* _Goal of the exercise_
When you restate the data, keep every word as it is and drop the images.
================
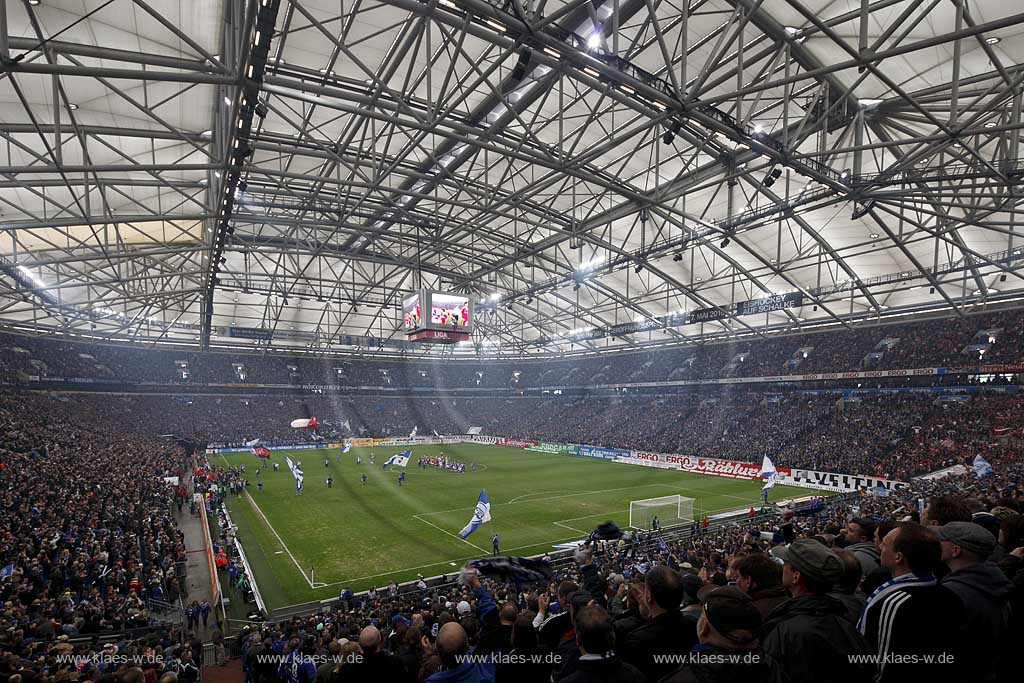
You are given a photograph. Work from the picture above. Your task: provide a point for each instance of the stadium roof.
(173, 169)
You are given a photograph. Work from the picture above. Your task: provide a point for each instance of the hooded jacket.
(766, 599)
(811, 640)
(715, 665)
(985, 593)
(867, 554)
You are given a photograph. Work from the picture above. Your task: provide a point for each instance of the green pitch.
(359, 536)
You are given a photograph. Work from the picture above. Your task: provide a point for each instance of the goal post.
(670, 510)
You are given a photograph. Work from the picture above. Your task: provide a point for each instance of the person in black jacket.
================
* _Exercise answer_
You are given a photograph. Work from the picture above. Your task: provide a point for each instance of the stadium roof.
(173, 169)
You are given a photograph. Work from the picture above. Your task: provide a point for each instance of the hooded jacket.
(766, 599)
(811, 640)
(715, 665)
(985, 593)
(867, 554)
You are given a photograph. Work from the picture above. Your task: provide a point for each instance of the green pitch.
(359, 536)
You are given a photograph. Work from the picture above. Your task: provide a point for each instance of the goal post.
(670, 510)
You are given a photograph. Work from the picture above. Your task: provide a point for each instance of the person in black jacket.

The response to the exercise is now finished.